***** Data rows *****
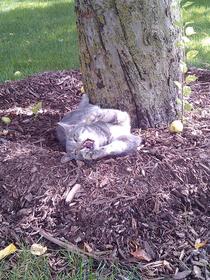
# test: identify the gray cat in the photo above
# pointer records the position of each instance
(91, 132)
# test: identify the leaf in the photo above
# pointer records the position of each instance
(38, 249)
(182, 275)
(178, 23)
(6, 120)
(10, 249)
(36, 108)
(189, 31)
(180, 44)
(178, 101)
(183, 67)
(192, 54)
(187, 91)
(141, 255)
(185, 39)
(82, 89)
(178, 84)
(188, 106)
(187, 4)
(199, 244)
(87, 247)
(188, 22)
(191, 78)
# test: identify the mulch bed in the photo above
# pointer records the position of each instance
(155, 202)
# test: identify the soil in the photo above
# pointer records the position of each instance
(151, 208)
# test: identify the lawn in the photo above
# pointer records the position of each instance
(40, 35)
(36, 36)
(199, 17)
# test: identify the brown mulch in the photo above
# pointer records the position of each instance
(156, 200)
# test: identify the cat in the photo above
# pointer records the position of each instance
(91, 133)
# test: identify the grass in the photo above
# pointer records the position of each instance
(199, 15)
(40, 35)
(37, 36)
(24, 266)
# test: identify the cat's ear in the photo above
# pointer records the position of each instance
(66, 126)
(65, 158)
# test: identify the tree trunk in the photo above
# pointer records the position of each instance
(129, 56)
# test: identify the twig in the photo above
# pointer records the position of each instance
(72, 192)
(72, 248)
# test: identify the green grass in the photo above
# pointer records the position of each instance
(40, 35)
(25, 266)
(199, 15)
(37, 36)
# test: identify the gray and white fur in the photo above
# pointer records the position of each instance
(109, 129)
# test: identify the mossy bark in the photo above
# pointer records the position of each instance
(129, 56)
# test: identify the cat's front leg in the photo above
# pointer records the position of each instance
(91, 154)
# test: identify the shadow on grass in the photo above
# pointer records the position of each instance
(36, 38)
(198, 16)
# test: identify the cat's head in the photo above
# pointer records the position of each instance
(75, 139)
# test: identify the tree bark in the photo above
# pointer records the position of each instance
(129, 56)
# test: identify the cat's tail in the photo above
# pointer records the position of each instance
(84, 101)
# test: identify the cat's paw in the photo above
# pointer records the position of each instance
(86, 154)
(89, 154)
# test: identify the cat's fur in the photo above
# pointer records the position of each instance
(109, 129)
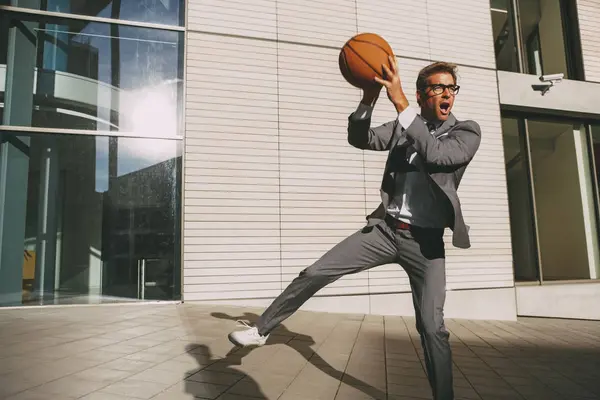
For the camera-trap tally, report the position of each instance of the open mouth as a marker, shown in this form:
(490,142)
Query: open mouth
*****
Exercise task. Put the lines above into a Markdown table with the columns "Row" and "Line," numbering each row and skipping blank lines. Leave the pictures out of the table.

Problem solution.
| Row | Line |
|---|---|
| 1 | # test: identify the gray cat in the photo above |
| 2 | # pointer records the position of each instance |
| 3 | (91, 132) |
| 4 | # test: identify the leaf in the photo above |
| 5 | # pointer records the position of each instance |
| 6 | (38, 249) |
| 7 | (182, 275) |
| 8 | (178, 23) |
| 9 | (6, 120) |
| 10 | (10, 249) |
| 11 | (36, 108) |
| 12 | (189, 31) |
| 13 | (180, 44) |
| 14 | (178, 101) |
| 15 | (183, 67) |
| 16 | (192, 54) |
| 17 | (187, 91) |
| 18 | (141, 255) |
| 19 | (185, 39) |
| 20 | (82, 89) |
| 21 | (178, 84) |
| 22 | (188, 106) |
| 23 | (187, 4) |
| 24 | (199, 244) |
| 25 | (87, 247) |
| 26 | (188, 22) |
| 27 | (191, 78) |
| 28 | # test: identify the mulch bed in the photo above |
| 29 | # pointer records the position of each instance |
| 30 | (155, 202) |
| 31 | # test: identify the soil in the photo above |
| 32 | # pointer records the position of each instance |
| 33 | (151, 208) |
| 34 | # test: identify the lawn in the photo above |
| 35 | # pointer records the position of each instance |
| 36 | (40, 35) |
| 37 | (36, 36) |
| 38 | (199, 17) |
| 39 | # test: identify the brown mulch in the photo above |
| 40 | # pointer records the position of each instance |
| 41 | (156, 200) |
| 42 | # test: identify the cat in the photo above |
| 43 | # pointer records the position of each instance |
| 44 | (91, 133) |
| 45 | # test: identify the grass in the photo above |
| 46 | # pointer records the position of each instance |
| 47 | (199, 15) |
| 48 | (40, 35) |
| 49 | (37, 36) |
| 50 | (24, 266) |
| 51 | # test: identify the cat's ear in the photo above |
| 52 | # pointer records the position of each instance |
| 53 | (66, 126) |
| 54 | (65, 158) |
| 55 | # test: identify the tree trunk in the photo above |
| 56 | # pointer records the position of each instance |
| 57 | (129, 56) |
| 58 | # test: identify the twig in the photo above |
| 59 | # pointer records the position of each instance |
| 60 | (72, 192) |
| 61 | (72, 248) |
| 62 | # test: identify the green grass in the photo above |
| 63 | # pointer records the position of each instance |
| 64 | (40, 35) |
| 65 | (25, 266) |
| 66 | (199, 15) |
| 67 | (37, 36) |
| 68 | # test: identify the gray and white fur in the photo above |
| 69 | # pointer records the position of each instance |
| 70 | (109, 129) |
| 71 | # test: identify the mossy bark in the photo above |
| 72 | # pointer records the position of each instance |
| 73 | (129, 56) |
| 74 | # test: identify the cat's front leg in the photo above |
| 75 | # pointer records the position of each instance |
| 76 | (91, 154) |
| 77 | # test: identify the shadow on grass in the photo above |
| 78 | # pointer records the position of each instance |
| 79 | (36, 38) |
| 80 | (198, 16) |
| 81 | # test: identify the cat's head in the photo above |
| 82 | # pointer records the position of each instance |
| 83 | (75, 139) |
| 84 | # test: identify the tree bark in the photo above |
| 85 | # pointer records the position of each instance |
| 86 | (129, 56) |
| 87 | # test: identify the cat's tail in the photo above |
| 88 | # pointer records the position of each instance |
| 89 | (84, 101) |
| 90 | # test: identify the cat's paw in the photo above |
| 91 | # pointer records the position of each instance |
| 92 | (86, 154) |
| 93 | (89, 154) |
| 94 | # test: identify the cat's fur in the photo above |
| 95 | # pointer records the position of each instance |
| 96 | (109, 129) |
| 97 | For the camera-trap tally, report the position of each instance of the open mouth as a marker, shown in this form: |
| 98 | (490,142) |
| 99 | Query: open mouth |